Document extract:

◇ ◇ ◇ ◇ ◇ ◇ ◇

The Urban Institute is collaborating with the Stanford Center on Longevity on the challenges and opportunities for living well while living longer. Motivated by the Stanford Center on Longevity’s Sightlines Report, Urban scholars are exploring issues and policy initiatives across the age span, from millennials to baby boomers. This post is part of a series culminating in our June 14 event, Rethinking the Future: the Opportunities of Longevity.
Over the past quarter century, the share of older workers in the labor force has surged. But despite these gains, older workers are still falling short of their career potential. Public policies discourage work at older ages, but sound reforms could boost older adults’ employment, improve their financial security, and ease the economic pressures of an aging society.
Between 1995 and 2015, the share of adults ages 62 and older in the labor force doubled to 9 percent. Women ages 65 to 69 are 69 percent more likely to work today than they were 20 years ago, and men are 35 percent more likely. Most striking, the labor force participation rate for older men plunged throughout most of the past century and then reversed course about two decades ago.
Working longer improves retirement security by enabling workers to accumulate more Social Security credits, devote part of their increased earnings to retirement savings, and shorten the period over which those savings would be spread. Urban Institute research found that people could improve their living standards by 9 percent by working one more year and 56 percent by working five more years. Low-income people gain even more by working longer.
Longer careers would also generate additional payroll and income tax revenue, improving the government’s fiscal outlook. If all nondisabled adults worked just one more year than they planned, the combined payroll and federal income tax revenue generated would exceed the size of the Social Security deficit.
Fifty years ago, health problems were more prevalent among older people, more jobs were physically demanding, and fewer older people had college degrees. Nonetheless, older men were more likely to work in 1965—when 58 percent of 65-year-old men participated in the labor force—than they are today.
Older men’s employment rates lag far behind their health gains. Because longer lives typically mean more healthy years, a reasonable gauge of whether older adults are reaching their work potential is to compare labor force participation rates across generations by expected years of remaining life rather than by years since birth. Men born in 1950 would have turned 65 in 2015 and could expect to live for about another 18 years. In contrast, men born in 1900 could expect to live another 18 years at age 58. If men who expected to live another 18 years worked at the same rate today as 50 years ago, 90 percent of 65-year-old men would participate in the labor force in 2015, more than twice the actual rate.

◇ ◇ ◇ ◇ ◇ ◇ ◇

Dataset:
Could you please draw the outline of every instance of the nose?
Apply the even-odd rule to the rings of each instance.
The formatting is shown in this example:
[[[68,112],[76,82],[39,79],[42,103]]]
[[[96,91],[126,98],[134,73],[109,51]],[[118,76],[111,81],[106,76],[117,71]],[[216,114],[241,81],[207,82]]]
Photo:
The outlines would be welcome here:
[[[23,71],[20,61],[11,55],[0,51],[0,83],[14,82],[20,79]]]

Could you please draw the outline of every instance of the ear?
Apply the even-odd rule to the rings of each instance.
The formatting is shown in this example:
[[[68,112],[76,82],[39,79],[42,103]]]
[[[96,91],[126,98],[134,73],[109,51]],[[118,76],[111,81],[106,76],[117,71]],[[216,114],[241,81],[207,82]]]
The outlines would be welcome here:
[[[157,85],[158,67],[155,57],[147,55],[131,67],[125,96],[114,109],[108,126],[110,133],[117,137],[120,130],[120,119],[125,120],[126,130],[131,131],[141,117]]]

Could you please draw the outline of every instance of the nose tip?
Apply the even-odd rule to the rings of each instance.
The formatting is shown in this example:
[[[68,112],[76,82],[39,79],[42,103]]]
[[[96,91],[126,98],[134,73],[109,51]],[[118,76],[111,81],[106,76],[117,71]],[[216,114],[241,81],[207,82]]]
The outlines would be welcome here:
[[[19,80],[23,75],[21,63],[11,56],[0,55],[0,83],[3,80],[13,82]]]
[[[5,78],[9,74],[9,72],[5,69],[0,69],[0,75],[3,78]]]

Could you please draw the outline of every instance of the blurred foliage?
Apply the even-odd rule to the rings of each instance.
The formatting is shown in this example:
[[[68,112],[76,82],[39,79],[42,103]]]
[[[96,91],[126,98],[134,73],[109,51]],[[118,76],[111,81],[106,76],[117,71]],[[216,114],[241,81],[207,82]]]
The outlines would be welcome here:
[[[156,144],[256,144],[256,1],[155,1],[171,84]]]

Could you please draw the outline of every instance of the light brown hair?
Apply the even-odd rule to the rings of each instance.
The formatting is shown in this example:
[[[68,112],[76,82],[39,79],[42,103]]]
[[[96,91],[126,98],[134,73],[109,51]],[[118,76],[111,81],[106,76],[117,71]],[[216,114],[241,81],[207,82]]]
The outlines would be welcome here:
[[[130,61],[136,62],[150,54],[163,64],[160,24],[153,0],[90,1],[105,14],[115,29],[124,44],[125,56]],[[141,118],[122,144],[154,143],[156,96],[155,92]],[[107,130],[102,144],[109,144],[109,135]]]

◇ ◇ ◇ ◇ ◇ ◇ ◇

Required action A: Restate the article on older workers starting at "Longer careers would" and ending at "they are today.", swapping "revenue" for "receipts".
Required action B: Carry the article on older workers forward from its final sentence.

Written response A:
Longer careers would also generate additional payroll and income tax receipts, improving the government’s fiscal outlook. If all nondisabled adults worked just one more year than they planned, the combined payroll and federal income tax receipts generated would exceed the size of the Social Security deficit.
Fifty years ago, health problems were more prevalent among older people, more jobs were physically demanding, and fewer older people had college degrees. Nonetheless, older men were more likely to work in 1965—when 58 percent of 65-year-old men participated in the labor force—than they are today.

Written response B:
Why don’t older adults work as much as they used to, given their improved health? Part of the reason is because we’re wealthier than we were 50 years ago; more older people have accumulated rights to significant Social Security and pensions benefits. More seniors can now afford to stop working earlier and enjoy retirement. But some of our public policies also discourage work at older ages. Some simple reforms could remove obstacles for older workers:
- Count all employment years when computing Social Security benefits. Only the 35 highest-earning years figure into the Social Security benefit formula. Including all years in the formula would increase work incentives for older people, especially those who prefer to reduce their work hours (and earnings) as they age.
- Trim or eliminate Social Security payroll taxes for older workers and their employers. Covered workers and their employers each pay 6.2 percent of their earnings (up to $118,500 in 2016) to Social Security, even though older workers don’t usually gain much in future Social Security benefits because of the 35-highest-earning-years formula. Lowering these taxes for older workers might not reduce total tax revenue much if people work longer and pay more income taxes.
- Eliminate Social Security’s earnings test. Social Security beneficiaries who have not yet reached the full retirement age (now 66) pay a 50 percent tax on any earnings above a certain amount. Every dollar they earn above $15,720 in 2016 reduces their Social Security benefits by 50 cents, a strong work disincentive.
- Allow Medicare to cover health care costs for older workers. Employer-sponsored health insurance pays health care costs before Medicare for workers ages 65 and older, adding thousands of dollars per year to the cost of employing each older worker at firms that offer health insurance.
Other policies could also make it easier for older people to remain employed, such as promoting entrepreneurship at older ages, encouraging lifelong learning, and more vigorously combatting age discrimination. Several common-sense measures could remove obstacles to old-age employment, improve retirement security, raise government revenues, and boost economic growth.